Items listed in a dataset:
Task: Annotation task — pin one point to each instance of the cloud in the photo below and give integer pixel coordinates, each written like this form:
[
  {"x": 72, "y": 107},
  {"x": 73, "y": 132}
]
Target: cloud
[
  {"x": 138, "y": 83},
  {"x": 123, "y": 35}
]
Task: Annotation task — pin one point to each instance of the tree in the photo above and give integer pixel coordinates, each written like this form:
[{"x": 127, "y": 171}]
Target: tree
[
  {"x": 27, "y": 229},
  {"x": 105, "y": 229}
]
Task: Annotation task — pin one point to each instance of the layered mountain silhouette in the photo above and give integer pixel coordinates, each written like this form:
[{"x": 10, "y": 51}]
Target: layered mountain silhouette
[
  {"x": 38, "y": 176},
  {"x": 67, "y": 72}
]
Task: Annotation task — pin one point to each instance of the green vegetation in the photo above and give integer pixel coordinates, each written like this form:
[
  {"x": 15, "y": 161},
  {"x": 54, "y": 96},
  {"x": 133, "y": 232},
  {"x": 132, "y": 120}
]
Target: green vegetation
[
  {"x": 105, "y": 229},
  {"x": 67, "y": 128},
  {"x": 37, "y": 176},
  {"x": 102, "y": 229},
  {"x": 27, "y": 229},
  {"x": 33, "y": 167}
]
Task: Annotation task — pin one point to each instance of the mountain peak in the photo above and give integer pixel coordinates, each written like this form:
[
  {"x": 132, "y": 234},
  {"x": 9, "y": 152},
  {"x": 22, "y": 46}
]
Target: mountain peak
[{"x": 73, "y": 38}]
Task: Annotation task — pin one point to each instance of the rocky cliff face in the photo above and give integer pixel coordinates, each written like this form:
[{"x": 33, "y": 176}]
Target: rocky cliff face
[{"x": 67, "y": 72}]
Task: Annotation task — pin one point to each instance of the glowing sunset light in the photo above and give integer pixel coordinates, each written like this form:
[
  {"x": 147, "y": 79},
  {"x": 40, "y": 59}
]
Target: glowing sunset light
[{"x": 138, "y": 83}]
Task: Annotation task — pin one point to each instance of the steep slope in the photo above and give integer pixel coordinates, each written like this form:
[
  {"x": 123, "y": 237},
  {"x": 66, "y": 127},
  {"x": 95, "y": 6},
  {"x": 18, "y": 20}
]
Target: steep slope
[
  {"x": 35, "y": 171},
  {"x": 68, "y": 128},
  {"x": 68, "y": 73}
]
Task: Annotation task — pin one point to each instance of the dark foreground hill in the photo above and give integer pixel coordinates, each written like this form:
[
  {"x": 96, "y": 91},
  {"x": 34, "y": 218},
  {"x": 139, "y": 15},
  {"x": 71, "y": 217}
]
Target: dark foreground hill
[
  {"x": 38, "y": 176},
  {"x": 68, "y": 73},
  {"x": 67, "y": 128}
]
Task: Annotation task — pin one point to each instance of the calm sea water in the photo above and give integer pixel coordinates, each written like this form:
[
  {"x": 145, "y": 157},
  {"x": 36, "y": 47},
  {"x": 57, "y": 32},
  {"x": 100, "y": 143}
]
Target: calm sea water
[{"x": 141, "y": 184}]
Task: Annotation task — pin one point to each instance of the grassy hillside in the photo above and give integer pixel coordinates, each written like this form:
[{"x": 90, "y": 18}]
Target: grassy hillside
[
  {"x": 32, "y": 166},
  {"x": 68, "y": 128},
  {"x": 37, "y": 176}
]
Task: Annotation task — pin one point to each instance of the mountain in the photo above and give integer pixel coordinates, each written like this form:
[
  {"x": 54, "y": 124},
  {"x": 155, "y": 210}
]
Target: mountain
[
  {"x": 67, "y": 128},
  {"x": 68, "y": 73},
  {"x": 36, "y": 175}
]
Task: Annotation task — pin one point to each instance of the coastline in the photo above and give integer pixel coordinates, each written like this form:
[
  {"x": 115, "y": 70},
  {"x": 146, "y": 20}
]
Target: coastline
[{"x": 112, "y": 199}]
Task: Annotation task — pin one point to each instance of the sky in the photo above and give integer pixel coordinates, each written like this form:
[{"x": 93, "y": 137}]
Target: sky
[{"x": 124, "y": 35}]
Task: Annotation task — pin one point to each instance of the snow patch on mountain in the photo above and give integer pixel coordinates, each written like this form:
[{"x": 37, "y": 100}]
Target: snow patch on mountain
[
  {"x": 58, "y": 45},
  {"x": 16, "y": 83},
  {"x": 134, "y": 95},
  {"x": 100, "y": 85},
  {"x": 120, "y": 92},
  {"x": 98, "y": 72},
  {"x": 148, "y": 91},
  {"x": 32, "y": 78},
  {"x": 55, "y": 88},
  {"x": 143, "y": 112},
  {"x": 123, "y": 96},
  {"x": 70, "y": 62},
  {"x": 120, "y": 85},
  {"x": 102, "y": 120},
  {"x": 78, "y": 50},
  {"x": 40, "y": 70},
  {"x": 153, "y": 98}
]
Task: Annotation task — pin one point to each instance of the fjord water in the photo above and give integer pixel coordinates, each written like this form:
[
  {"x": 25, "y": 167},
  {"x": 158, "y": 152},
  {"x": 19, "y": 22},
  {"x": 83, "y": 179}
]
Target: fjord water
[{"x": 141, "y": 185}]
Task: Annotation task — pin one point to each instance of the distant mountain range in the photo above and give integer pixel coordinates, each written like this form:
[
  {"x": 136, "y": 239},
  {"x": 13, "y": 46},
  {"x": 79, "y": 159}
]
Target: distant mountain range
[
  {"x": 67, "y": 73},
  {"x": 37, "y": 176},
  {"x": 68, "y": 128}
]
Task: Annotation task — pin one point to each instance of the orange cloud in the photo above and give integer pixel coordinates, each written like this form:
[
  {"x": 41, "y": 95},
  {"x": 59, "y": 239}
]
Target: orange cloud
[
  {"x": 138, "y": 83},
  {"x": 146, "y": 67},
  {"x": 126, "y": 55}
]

Exercise brief
Repeat the entries exactly, all of them.

Full solution
Task: Annotation task — pin one point to each instance of the cloud in the photo below and give integer pixel coordinates, each written like this form:
[
  {"x": 72, "y": 107},
  {"x": 73, "y": 132}
]
Target: cloud
[
  {"x": 138, "y": 83},
  {"x": 123, "y": 35}
]
Task: Annotation task — pin one point to each instance of the tree in the photo above and give integer pixel coordinates, each written like this form:
[{"x": 127, "y": 171}]
Target: tree
[
  {"x": 27, "y": 229},
  {"x": 105, "y": 229}
]
Task: Annotation task — pin one point to each instance of the layered mountain silhouette in the photo above and give integer pixel coordinates, each written like this form:
[{"x": 10, "y": 51}]
Target: layered mountain silhouette
[
  {"x": 38, "y": 176},
  {"x": 67, "y": 72}
]
Task: Annotation task — pin one point to each instance of the green vegetation in the photo above and give integer pixel coordinates, each written like this form:
[
  {"x": 15, "y": 161},
  {"x": 54, "y": 96},
  {"x": 133, "y": 232},
  {"x": 132, "y": 120}
]
Target: green vegetation
[
  {"x": 105, "y": 229},
  {"x": 67, "y": 128},
  {"x": 37, "y": 176},
  {"x": 102, "y": 229},
  {"x": 27, "y": 229},
  {"x": 33, "y": 167}
]
Task: Annotation task — pin one point to each instance of the mountain peak in the photo above and give integer pixel coordinates, each written like this form:
[
  {"x": 132, "y": 234},
  {"x": 9, "y": 152},
  {"x": 22, "y": 46}
]
Target: mountain peak
[{"x": 73, "y": 38}]
Task: Annotation task — pin one point to each instance of the rocky cliff face in the photo above and give integer pixel coordinates, each written like this form:
[{"x": 33, "y": 176}]
Target: rocky cliff face
[{"x": 67, "y": 72}]
Task: Annotation task — pin one point to each instance of the glowing sunset light in the photo above and give integer pixel coordinates, each written like this form:
[
  {"x": 147, "y": 79},
  {"x": 40, "y": 59}
]
Target: glowing sunset light
[{"x": 138, "y": 83}]
Task: Annotation task — pin one point to each instance of the steep slope in the photo above and give integer pixel coordinates, each written like this form:
[
  {"x": 123, "y": 237},
  {"x": 66, "y": 127},
  {"x": 95, "y": 6},
  {"x": 18, "y": 20}
]
Target: steep slope
[
  {"x": 35, "y": 171},
  {"x": 68, "y": 128},
  {"x": 68, "y": 73}
]
Task: Annotation task — pin one point to each instance of the dark foreground hill in the photo above and give integer pixel coordinates, each written like this form:
[
  {"x": 96, "y": 91},
  {"x": 34, "y": 218},
  {"x": 139, "y": 15},
  {"x": 71, "y": 217}
]
Target: dark foreground hill
[
  {"x": 38, "y": 176},
  {"x": 68, "y": 73},
  {"x": 67, "y": 128}
]
Task: Annotation task — pin one point to each instance of the calm sea water in the photo above and give integer pixel coordinates, each written like this form:
[
  {"x": 145, "y": 157},
  {"x": 36, "y": 47},
  {"x": 57, "y": 32},
  {"x": 100, "y": 143}
]
Target: calm sea water
[{"x": 141, "y": 184}]
Task: Annotation task — pin one point to each instance of the grassy hillside in the photo above and give integer pixel coordinates, each written like this form:
[{"x": 90, "y": 18}]
Target: grassy hillside
[
  {"x": 32, "y": 166},
  {"x": 68, "y": 128},
  {"x": 37, "y": 176}
]
Task: Annotation task — pin one point to each instance of the mountain in the photo above and give integer pixel coordinates, each written like this form:
[
  {"x": 54, "y": 124},
  {"x": 155, "y": 210}
]
Target: mountain
[
  {"x": 67, "y": 128},
  {"x": 68, "y": 73},
  {"x": 36, "y": 175}
]
Task: Annotation task — pin one point to each instance of the coastline in the photo above and give integer pixel coordinates, each written like this form:
[
  {"x": 115, "y": 70},
  {"x": 146, "y": 20}
]
Target: coastline
[{"x": 112, "y": 199}]
Task: Annotation task — pin one point to each instance of the sky in the photo above and give integer pixel coordinates, each written like this form:
[{"x": 93, "y": 137}]
Target: sky
[{"x": 124, "y": 35}]
Task: Annotation task — pin one point to each instance of the snow patch on mountain in the photo above and give integer pixel coordinates, each written like this form:
[{"x": 37, "y": 100}]
Target: snow patch on mountain
[
  {"x": 58, "y": 45},
  {"x": 16, "y": 83},
  {"x": 134, "y": 95},
  {"x": 100, "y": 85},
  {"x": 120, "y": 92},
  {"x": 98, "y": 72},
  {"x": 148, "y": 91},
  {"x": 32, "y": 78},
  {"x": 55, "y": 88},
  {"x": 143, "y": 112},
  {"x": 123, "y": 96},
  {"x": 70, "y": 62},
  {"x": 120, "y": 85},
  {"x": 102, "y": 120},
  {"x": 78, "y": 50},
  {"x": 40, "y": 70},
  {"x": 153, "y": 98}
]
Task: Annotation task — pin one point to each instance of the fjord water in the photo above and give integer pixel coordinates, each written like this form:
[
  {"x": 25, "y": 167},
  {"x": 158, "y": 152},
  {"x": 19, "y": 22},
  {"x": 83, "y": 179}
]
Target: fjord water
[{"x": 141, "y": 185}]
Task: Annotation task — pin one point to each instance of the distant mountain range in the photo above and give integer pixel coordinates, each written like this form:
[
  {"x": 136, "y": 239},
  {"x": 13, "y": 46},
  {"x": 79, "y": 159}
]
Target: distant mountain range
[
  {"x": 67, "y": 73},
  {"x": 37, "y": 176},
  {"x": 68, "y": 128}
]
Task: Annotation task — pin one point to each instance of the orange cloud in the photo above and give integer pixel coordinates, each written like this form:
[
  {"x": 41, "y": 95},
  {"x": 59, "y": 239}
]
Target: orange cloud
[
  {"x": 138, "y": 83},
  {"x": 146, "y": 67},
  {"x": 126, "y": 55}
]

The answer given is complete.